TEXT SECTION -
######

Note: The header "X-Accel-Buffering": "no" is used to disable response buffering by reverse proxies like Nginx. Without this, the proxy might wait to collect a large chunk of data before sending it to the client, which defeats the purpose of real-time streaming.

This endpoint uses StreamingResponse to continuously send data chunks in real time. The number_generator function creates a live data stream by yielding JSON-formatted messages one at a time.

Consuming the stream on the client

The client can consume this stream using either EventSource or by directly reading the response body with a ReadableStream. Below is an example using the Fetch API and a ReadableStream to handle SSE-formatted messages.

const res = await fetch(`/stream`, {
  headers: {
    Accept: "text/event-stream",
  },
});
if (!res.body) throw new Error("No response body");
 
const reader = res.body.getReader();
const decoder = new TextDecoder();
let done = false;
 
while (!done) {
  const { value, done: readerDone } = await reader.read();
  done = readerDone;
 
  if (value) {
    const chunk = decoder.decode(value, { stream: true });
 
    const messages = chunk
      .split("\n\n")

######

Items from a data source:
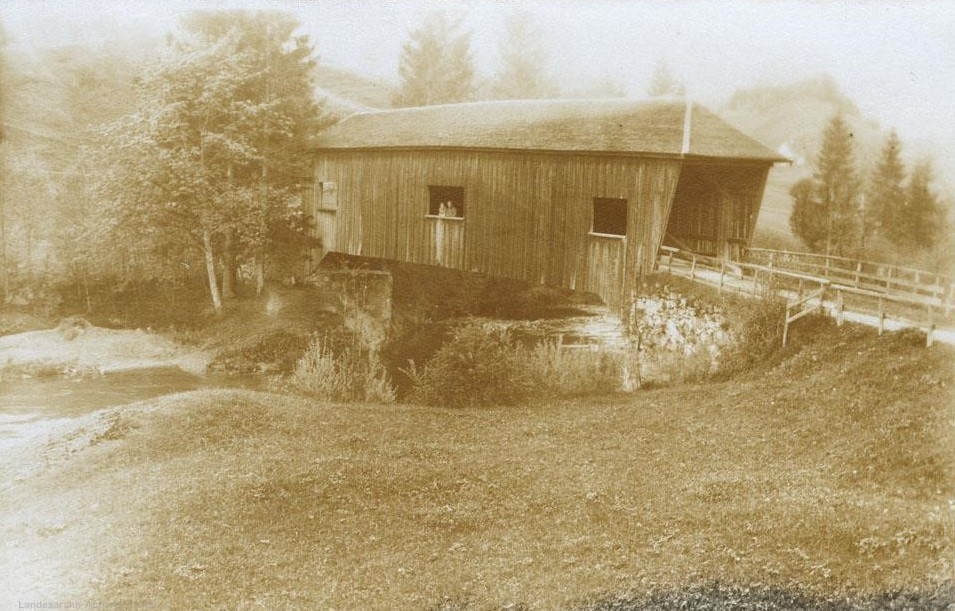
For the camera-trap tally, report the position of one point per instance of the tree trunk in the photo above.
(228, 267)
(211, 272)
(259, 275)
(228, 250)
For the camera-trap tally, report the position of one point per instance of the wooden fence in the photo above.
(869, 275)
(756, 279)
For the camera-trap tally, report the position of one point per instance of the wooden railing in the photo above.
(870, 275)
(758, 279)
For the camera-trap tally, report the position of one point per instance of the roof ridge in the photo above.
(687, 124)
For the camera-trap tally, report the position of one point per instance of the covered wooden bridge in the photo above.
(577, 194)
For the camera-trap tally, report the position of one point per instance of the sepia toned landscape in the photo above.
(418, 305)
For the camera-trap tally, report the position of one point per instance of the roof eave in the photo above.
(650, 154)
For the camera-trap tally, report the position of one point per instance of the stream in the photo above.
(28, 400)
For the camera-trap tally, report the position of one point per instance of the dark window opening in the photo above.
(327, 193)
(610, 216)
(446, 201)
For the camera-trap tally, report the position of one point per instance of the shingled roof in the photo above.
(617, 126)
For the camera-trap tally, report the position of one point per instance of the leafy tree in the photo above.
(837, 186)
(664, 83)
(885, 195)
(213, 156)
(808, 218)
(436, 66)
(523, 70)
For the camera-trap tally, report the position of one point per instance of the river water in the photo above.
(24, 400)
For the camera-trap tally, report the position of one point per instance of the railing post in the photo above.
(840, 308)
(881, 315)
(786, 327)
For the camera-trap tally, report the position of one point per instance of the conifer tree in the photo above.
(523, 71)
(808, 218)
(436, 66)
(837, 187)
(885, 195)
(921, 218)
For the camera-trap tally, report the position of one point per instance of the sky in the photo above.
(895, 59)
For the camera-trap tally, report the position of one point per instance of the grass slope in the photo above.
(823, 476)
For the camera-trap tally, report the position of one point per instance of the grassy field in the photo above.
(821, 479)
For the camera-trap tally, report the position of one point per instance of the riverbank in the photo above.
(823, 476)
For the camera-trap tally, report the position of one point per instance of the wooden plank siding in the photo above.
(527, 215)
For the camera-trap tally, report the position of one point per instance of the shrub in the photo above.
(482, 364)
(675, 338)
(561, 372)
(339, 368)
(757, 337)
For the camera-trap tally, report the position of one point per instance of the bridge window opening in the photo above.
(446, 202)
(327, 196)
(610, 216)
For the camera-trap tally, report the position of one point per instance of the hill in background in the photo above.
(345, 92)
(790, 119)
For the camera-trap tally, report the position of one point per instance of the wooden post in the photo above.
(881, 315)
(840, 308)
(786, 327)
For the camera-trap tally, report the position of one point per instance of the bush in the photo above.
(561, 372)
(759, 336)
(339, 369)
(482, 364)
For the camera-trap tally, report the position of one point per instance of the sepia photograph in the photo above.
(490, 305)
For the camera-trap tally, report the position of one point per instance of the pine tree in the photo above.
(885, 195)
(523, 71)
(436, 65)
(922, 217)
(837, 187)
(808, 218)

######

PROBLEM DESCRIPTION -
Reproduce the streaming passage, everything from "Note: The header" down to "one at a time.", substituting "HAProxy" for "Nginx".

ANSWER FOR THIS EXERCISE -
Note: The header "X-Accel-Buffering": "no" is used to disable response buffering by reverse proxies like HAProxy. Without this, the proxy might wait to collect a large chunk of data before sending it to the client, which defeats the purpose of real-time streaming.

This endpoint uses StreamingResponse to continuously send data chunks in real time. The number_generator function creates a live data stream by yielding JSON-formatted messages one at a time.